THE INPUT |

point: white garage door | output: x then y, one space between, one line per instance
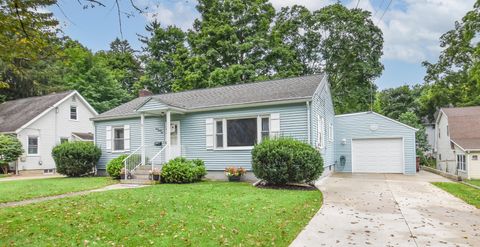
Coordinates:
377 155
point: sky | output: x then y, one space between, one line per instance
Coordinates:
411 28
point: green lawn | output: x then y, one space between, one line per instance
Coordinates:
468 194
474 182
201 214
27 189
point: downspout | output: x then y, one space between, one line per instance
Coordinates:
308 123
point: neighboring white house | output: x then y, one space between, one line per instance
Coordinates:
457 141
41 123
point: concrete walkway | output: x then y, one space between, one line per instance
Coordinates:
390 210
48 198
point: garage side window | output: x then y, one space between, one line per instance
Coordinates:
461 162
320 129
33 145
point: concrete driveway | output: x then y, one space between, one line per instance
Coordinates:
390 210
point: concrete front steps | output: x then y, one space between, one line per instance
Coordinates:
141 175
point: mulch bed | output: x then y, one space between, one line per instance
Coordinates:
286 187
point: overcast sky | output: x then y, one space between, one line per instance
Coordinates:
411 28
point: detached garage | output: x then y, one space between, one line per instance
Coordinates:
368 142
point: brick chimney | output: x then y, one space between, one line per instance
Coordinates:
144 93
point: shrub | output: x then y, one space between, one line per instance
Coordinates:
114 167
76 159
10 150
285 160
181 170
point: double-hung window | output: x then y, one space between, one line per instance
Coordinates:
461 162
241 132
219 133
73 112
33 145
118 139
320 131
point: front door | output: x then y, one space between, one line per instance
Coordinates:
175 146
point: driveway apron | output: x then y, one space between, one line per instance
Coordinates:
390 210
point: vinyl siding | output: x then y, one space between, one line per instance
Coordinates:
154 129
322 106
293 123
55 124
357 126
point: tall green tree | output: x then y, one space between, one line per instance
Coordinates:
124 65
352 50
393 102
164 56
455 78
411 119
28 37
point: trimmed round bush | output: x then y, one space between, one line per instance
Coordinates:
115 166
285 160
181 170
76 159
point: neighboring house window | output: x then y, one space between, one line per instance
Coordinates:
73 112
461 162
219 134
265 132
320 128
330 132
242 132
118 139
33 145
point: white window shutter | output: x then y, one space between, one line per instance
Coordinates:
126 133
108 138
209 133
274 124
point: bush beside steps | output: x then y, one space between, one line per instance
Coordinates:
286 161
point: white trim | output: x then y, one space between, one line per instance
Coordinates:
257 117
179 139
76 113
373 138
55 106
377 114
28 145
113 139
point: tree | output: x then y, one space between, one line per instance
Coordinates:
352 50
89 74
27 38
393 102
409 118
123 64
10 150
454 80
244 41
162 59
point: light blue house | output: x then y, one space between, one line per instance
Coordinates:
221 125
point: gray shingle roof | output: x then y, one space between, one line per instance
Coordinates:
14 114
266 91
463 126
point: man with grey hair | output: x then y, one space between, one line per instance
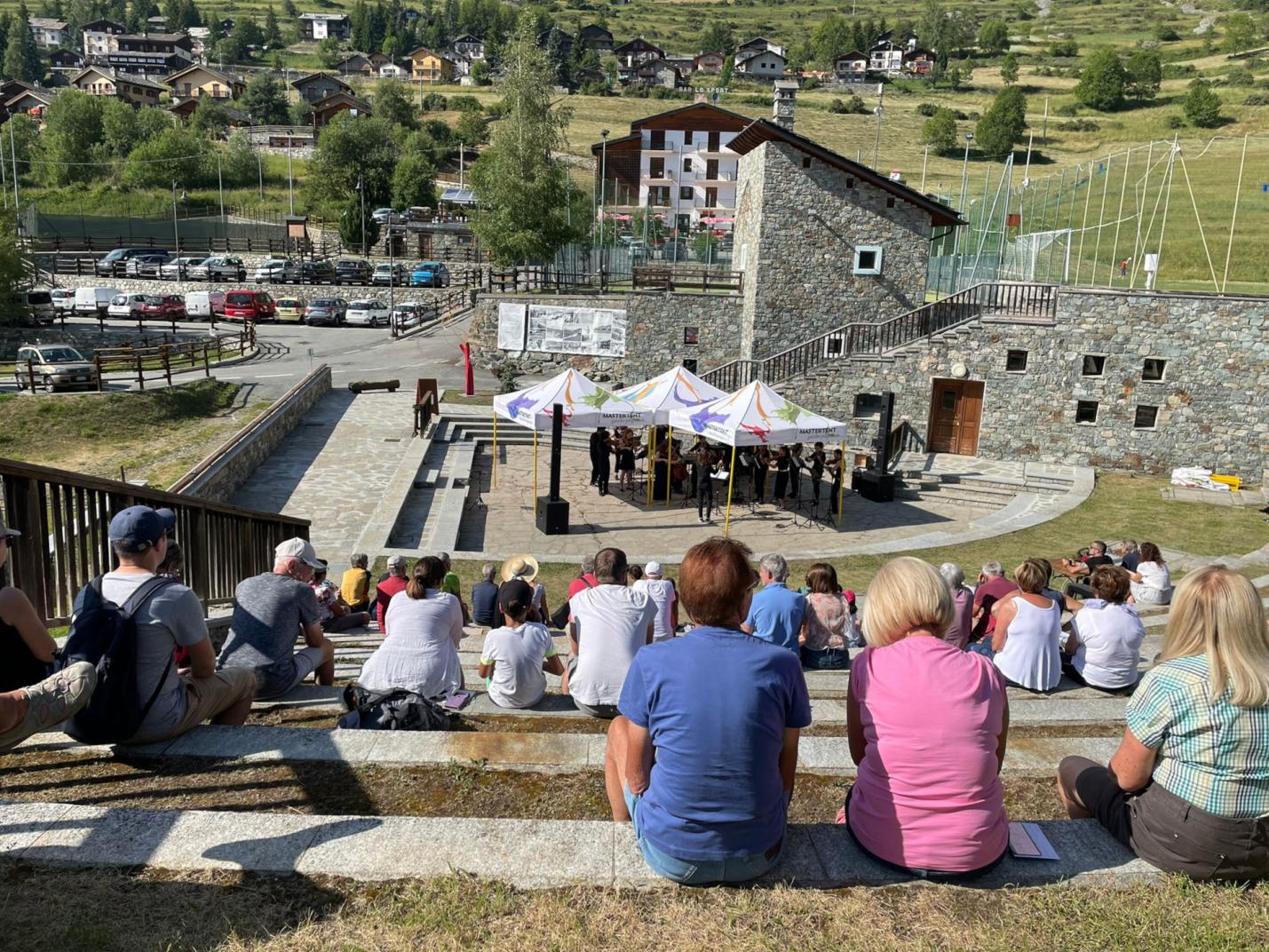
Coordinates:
775 614
485 598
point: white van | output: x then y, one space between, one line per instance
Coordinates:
204 304
94 301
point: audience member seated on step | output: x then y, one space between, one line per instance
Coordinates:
27 649
169 615
514 656
993 587
664 597
526 567
1104 642
354 588
609 624
335 615
1026 644
962 603
926 725
775 612
420 650
828 626
485 598
702 758
271 612
1188 789
388 585
1151 583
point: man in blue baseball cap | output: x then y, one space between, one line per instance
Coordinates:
171 617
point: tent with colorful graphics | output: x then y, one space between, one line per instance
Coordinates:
757 416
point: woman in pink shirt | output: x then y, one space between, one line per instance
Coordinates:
926 725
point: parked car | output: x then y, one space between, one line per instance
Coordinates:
326 311
179 268
352 271
204 304
147 266
52 367
367 313
310 274
166 307
271 269
242 305
387 274
429 274
126 306
113 265
94 301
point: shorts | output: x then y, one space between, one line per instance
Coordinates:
701 872
280 678
207 697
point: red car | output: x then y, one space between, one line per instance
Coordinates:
165 307
249 306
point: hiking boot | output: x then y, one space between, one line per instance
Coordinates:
51 702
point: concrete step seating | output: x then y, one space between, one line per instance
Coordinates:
524 853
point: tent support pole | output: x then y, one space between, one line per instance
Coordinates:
731 481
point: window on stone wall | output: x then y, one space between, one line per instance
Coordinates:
868 259
1146 417
868 404
1094 364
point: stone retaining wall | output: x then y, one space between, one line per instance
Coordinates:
221 473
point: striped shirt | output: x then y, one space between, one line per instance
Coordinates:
1210 754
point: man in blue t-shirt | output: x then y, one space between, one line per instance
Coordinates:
775 614
721 711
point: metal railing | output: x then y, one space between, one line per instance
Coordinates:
1031 301
65 517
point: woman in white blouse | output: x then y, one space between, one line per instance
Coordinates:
1151 583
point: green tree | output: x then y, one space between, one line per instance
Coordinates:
522 188
1145 74
22 55
1202 104
1009 68
1004 123
940 131
994 37
264 100
1103 82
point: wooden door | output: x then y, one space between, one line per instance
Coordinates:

ACTION ITEM | Skip the pictures, then write out every entry exactly.

RESULT |
point: white garage door | output: x then y, one space between, one line per instance
Coordinates:
377 155
point: sky | output: x then y, one space between, one line per instance
Coordinates:
411 28
point: green lawn | output: x then y, one space between, one line per instance
Coordinates:
468 194
474 182
201 214
27 189
point: downspout | output: x then y, one space between, one line per instance
Coordinates:
308 123
point: neighboring white house | output: x then y, one space between, one line per instance
Coordinates:
457 141
41 123
point: concrete walkway | output: x then y, one space between, one line per instance
Coordinates:
390 210
48 198
point: garage side window | output: x then y, one space between, one line per instance
Coordinates:
461 162
320 129
33 145
point: concrete driveway | output: x then y, one space between, one line per instance
Coordinates:
390 210
point: concrete front steps | output: x then y, one space between, one line per instance
Coordinates:
141 175
point: mulch bed | output: x then y, one space between, one line per instance
Coordinates:
286 187
point: overcast sky | output: x then y, one space between, one line per instance
Coordinates:
411 28
point: detached garage | output: x then y, one space between, one line per instance
Coordinates:
368 142
point: brick chimney | output: x then y, one space between, one line per instance
Coordinates:
144 93
point: shrub | output: x then y, one space between, one line per instance
Coordinates:
114 167
76 159
10 150
285 160
181 170
point: double-hung window | output: x then y, one space between, one line per instance
Coordinates:
461 162
241 132
219 133
73 112
33 145
118 139
320 131
point: front door | output: x then y, one space between, one line per instance
Coordinates:
175 146
point: driveway apron | output: x then y, one space between, one line per instance
Coordinates:
390 210
point: vinyl siding | output: x then y, one space between, one line per instance
Coordinates:
154 129
322 106
293 123
55 124
357 126
point: tall green tree | output: x then y, one space between, one line per instance
Coordinates:
124 65
352 50
393 102
164 56
455 78
411 119
28 37
point: trimmed round bush | output: x then y, one space between, one line per instance
Coordinates:
115 166
285 160
181 170
76 159
point: neighboring house window | output: x then y, one space between, one line per instance
Coordinates:
73 112
461 162
219 134
265 132
320 128
330 132
242 132
118 139
33 145
point: white window shutter | output: x then y, one space between, one line per instance
Coordinates:
126 133
108 138
209 133
274 124
point: bush beside steps | output: x then y, one space between, one line per instance
Coordinates:
286 161
point: white trim | output: x then y, one space between, one line per instance
Coordinates:
257 117
179 139
76 113
373 138
55 106
377 114
28 145
113 139
point: tree | output: x then y, one space between, one line per instance
Coordinates:
352 50
89 74
27 38
393 102
409 118
123 64
10 150
454 80
244 41
162 59
point: light blue house | output: x then y, one space between, one line per instance
Coordinates:
221 125
point: gray shingle roof | output: x then y, one space between, one line per instance
Coordinates:
14 114
266 91
463 126
point: man with grey hair | output: x then y, one space between, one line per instance
Coordinates:
775 614
485 598
point: white van | output: x then y, one space between, one line per instance
Coordinates:
204 304
94 301
point: audience member seated on step | output: x then y, one space between, one line per instance
Coordinates:
27 649
169 615
514 656
993 587
664 597
526 567
1104 642
354 588
609 624
335 615
1026 644
962 603
926 725
775 612
420 650
828 626
485 598
702 758
271 612
1188 789
388 585
1151 583
point: man in blue baseball cap | output: x then y, one space between, one line per instance
Coordinates:
171 617
point: tent with colorful graphics | output: x then y, one space between, one line per instance
Coordinates:
757 416
point: woman in pink shirt | output: x then y, one space between, one line per instance
Coordinates:
926 725
point: parked car | output: x then y, one space between, one line per instance
Coordinates:
326 311
179 268
352 271
204 304
147 266
52 367
367 313
310 274
166 307
271 269
242 305
387 274
429 274
126 306
113 265
94 301
point: shorts | output: x then y, one space between, one line per instance
Coordinates:
701 872
280 678
207 697
point: red car | output: x then y, one space between, one line per instance
Coordinates:
165 307
249 306
point: hiking boot | output: x then y, one space between, one line per instance
Coordinates:
51 702
point: concrete step seating | output: x then y, one space between, one line per instance
Coordinates:
524 853
point: tent support pole | output: x then y, one space between, one line per instance
Coordinates:
731 481
point: window on stone wall | output: x then y, one space between, one line per instance
Coordinates:
868 259
1146 417
868 404
1094 364
point: stone retaining wall | output: x then y, one space between, one line per instance
Coordinates:
221 473
point: striped shirt | output: x then y, one space between, one line per instance
Coordinates:
1210 754
point: man in blue t-shirt | output: x then y, one space between, one line per instance
Coordinates:
775 614
721 711
point: metal railing | output: x then y, one space between, one line per instance
Coordinates:
1031 301
65 517
point: woman in white blouse | output: x then y, one space between, one line per instance
Coordinates:
1151 583
point: green tree | output: x then y, one space between, one line per instance
Coordinates:
522 188
1145 74
22 55
1202 104
1009 68
1004 123
940 131
994 37
264 100
1103 82
point: wooden door | output: x then y, one space between, one line per instance
Coordinates:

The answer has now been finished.